# Chuck plus live center? Also a pic of my Sherline



## stainless (Jan 25, 2015)

*Chuck plus live center? Can I add sealed bearings to my steady rest?*

Hey guys. I want to turn 6 inch pieces of 6061 rod. Can I just center drill the end and use a three jaw plus live center? Seems like it's not a typical setup. I need to center drill the pieces anyway. 

Here's the Sherline 4000 lot I picked up for $500 this weekend. Three jaw, four jaw ind, steady rest, auto feed, tail chuck, cutoff tool, bits, two tool holders and collet adapter. All barely used.


----------



## aametalmaster (Jan 25, 2015)

Yup you can. Live center in the tailstock...Bob


----------



## kd4gij (Jan 25, 2015)

Yes using a live center for any thing over a couple of inches is the perferd way.


----------



## stainless (Jan 25, 2015)

Thank you, gentlemen. The steady rest was going to cause me to waste material. 

Also, can I add mini sealed bearings to the tip of my steady rest arms? Seems like that would be a better setup than the bare brass/bronze tips. I can always flip the arms around if the size is too big or small.


----------



## aametalmaster (Jan 25, 2015)

stainless said:


> Thank you, gentlemen. The steady rest was going to cause me to waste material.
> 
> Also, can I add mini sealed bearings to the tip of my steady rest arms? Seems like that would be a better setup than the bare brass/bronze tips. I can always flip the arms around if the size is too big or small.



You can do anything you want...Bob


----------



## stainless (Jan 25, 2015)

▶ _DATA RECORDS_:

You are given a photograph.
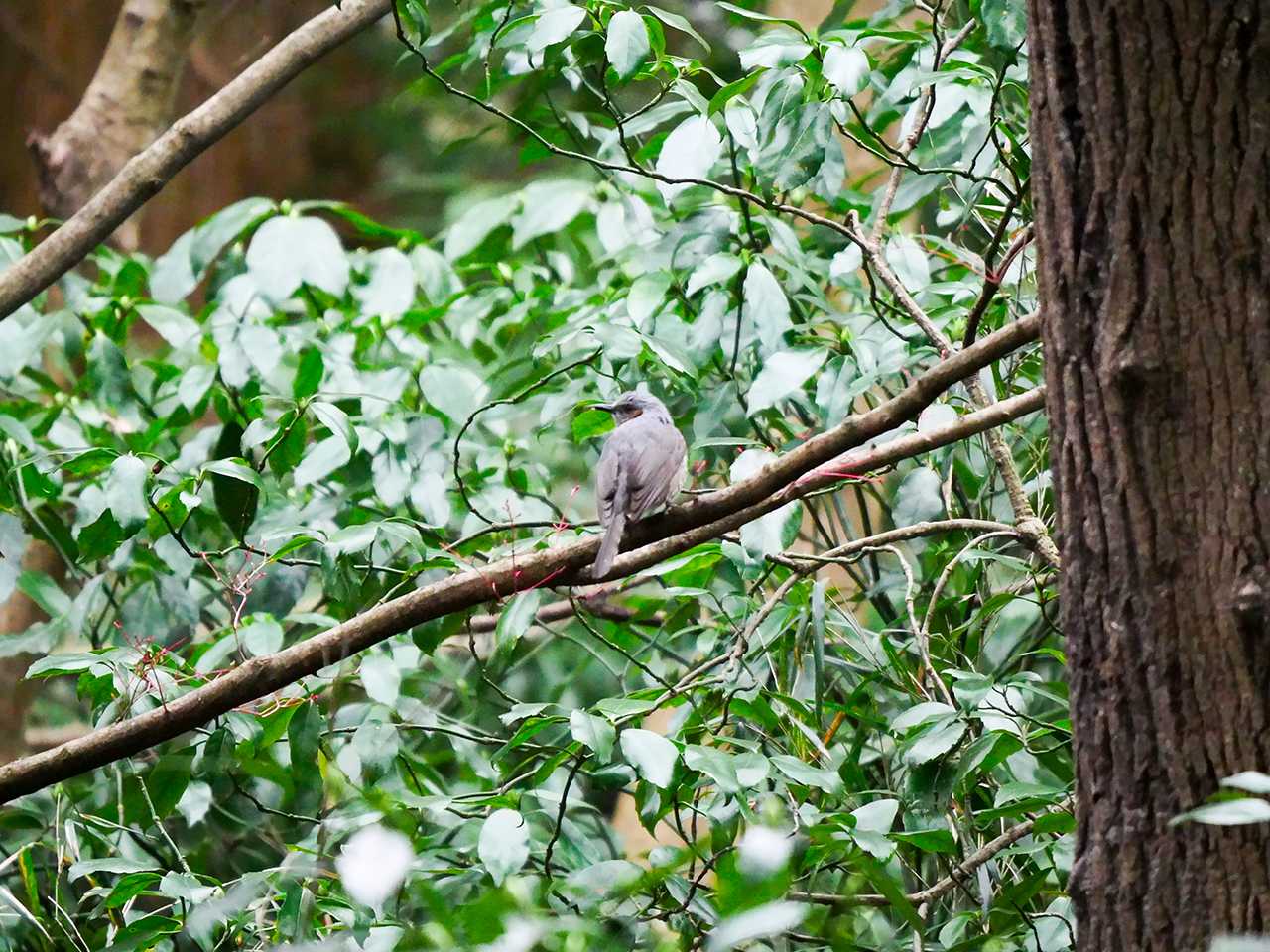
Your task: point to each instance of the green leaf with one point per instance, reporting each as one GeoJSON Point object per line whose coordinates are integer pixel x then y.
{"type": "Point", "coordinates": [456, 391]}
{"type": "Point", "coordinates": [594, 733]}
{"type": "Point", "coordinates": [807, 774]}
{"type": "Point", "coordinates": [335, 420]}
{"type": "Point", "coordinates": [715, 270]}
{"type": "Point", "coordinates": [1228, 812]}
{"type": "Point", "coordinates": [304, 734]}
{"type": "Point", "coordinates": [513, 624]}
{"type": "Point", "coordinates": [766, 306]}
{"type": "Point", "coordinates": [45, 593]}
{"type": "Point", "coordinates": [390, 291]}
{"type": "Point", "coordinates": [321, 460]}
{"type": "Point", "coordinates": [626, 45]}
{"type": "Point", "coordinates": [554, 26]}
{"type": "Point", "coordinates": [680, 23]}
{"type": "Point", "coordinates": [758, 923]}
{"type": "Point", "coordinates": [503, 844]}
{"type": "Point", "coordinates": [1250, 780]}
{"type": "Point", "coordinates": [171, 324]}
{"type": "Point", "coordinates": [286, 253]}
{"type": "Point", "coordinates": [126, 492]}
{"type": "Point", "coordinates": [689, 153]}
{"type": "Point", "coordinates": [471, 229]}
{"type": "Point", "coordinates": [111, 865]}
{"type": "Point", "coordinates": [846, 68]}
{"type": "Point", "coordinates": [783, 373]}
{"type": "Point", "coordinates": [651, 754]}
{"type": "Point", "coordinates": [716, 765]}
{"type": "Point", "coordinates": [910, 263]}
{"type": "Point", "coordinates": [381, 678]}
{"type": "Point", "coordinates": [166, 783]}
{"type": "Point", "coordinates": [934, 740]}
{"type": "Point", "coordinates": [309, 373]}
{"type": "Point", "coordinates": [261, 636]}
{"type": "Point", "coordinates": [1006, 22]}
{"type": "Point", "coordinates": [589, 424]}
{"type": "Point", "coordinates": [547, 207]}
{"type": "Point", "coordinates": [235, 470]}
{"type": "Point", "coordinates": [235, 494]}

▶ _STATED PROBLEM A_: In the forum thread about a three-jaw chuck with a live center, how much did the Sherline 4000 lot cost?
▶ _STATED PROBLEM B_: From the forum thread about a three-jaw chuck with a live center, set down everything from "Here's the Sherline" down to "All barely used.".
▶ _STATED PROBLEM C_: Take the forum thread about a three-jaw chuck with a live center further from where it stops.

▶ _EXPECTED ANSWER A_: $500.

▶ _EXPECTED ANSWER B_:
Here's the Sherline 4000 lot I picked up for $500 this weekend. Three jaw, four jaw ind, steady rest, auto feed, tail chuck, cutoff tool, bits, two tool holders and collet adapter. All barely used.

▶ _EXPECTED ANSWER C_:
Like spin up the three jaw chuck without tightening it down? I stopped it maybe 10 seconds before happy fun time. I am now reading books and asking questions. 

Thank you for your help!


----------



## kvt (Jan 25, 2015)

Stainless I have an old 4000 and a new 4400,   and I have done exactly what you are talking about on both.   It works great, as using the steady rest on a short piece or in the short lathe gets in the way real quick.   I only use it on long items in the bigger lathe and that was normally just while I cleaned something up.   

And yes you have to watch spinning the thing up without setting the jaws tight first.   it will do some damage.   Also never start with the bars in place. Have seen that one and it is also dangerous.   

Give me a shout any time,   I'm just learning a lot but always ready to discuss stuff, and it does not seem like there are a lot of us with what is called micro, or watchmaker size lathes on the site.   But they can be fun to use and seem to follow the same principles as the bigger ones, so you can learn a lot from what others have to say.     I also have the 5400 Mill   

kvt


----------



## stainless (Jan 25, 2015)

kvt said:


> Stainless I have an old 4000 and a new 4400,   and I have done exactly what you are talking about on both.   It works great, as using the steady rest on a short piece or in the short lathe gets in the way real quick.   I only use it on long items in the bigger lathe and that was normally just while I cleaned something up.
> 
> And yes you have to watch spinning the thing up without setting the jaws tight first.   it will do some damage.   Also never start with the bars in place. Have seen that one and it is also dangerous.
> 
> ...


Excellent, thank you, kvt. 

I have been wanting a lathe for some time, but it was never practical for the small number of small items I need. I only recently found out about the Sherline lathes and it's perfect for me. For example, there's a special small brass thrust washer that I have to pay over $2 each for. I can knock these out fast on the Sherline.


----------



## kd4gij (Jan 25, 2015)

i
 used bearings on my steady.


----------



## kvt (Jan 25, 2015)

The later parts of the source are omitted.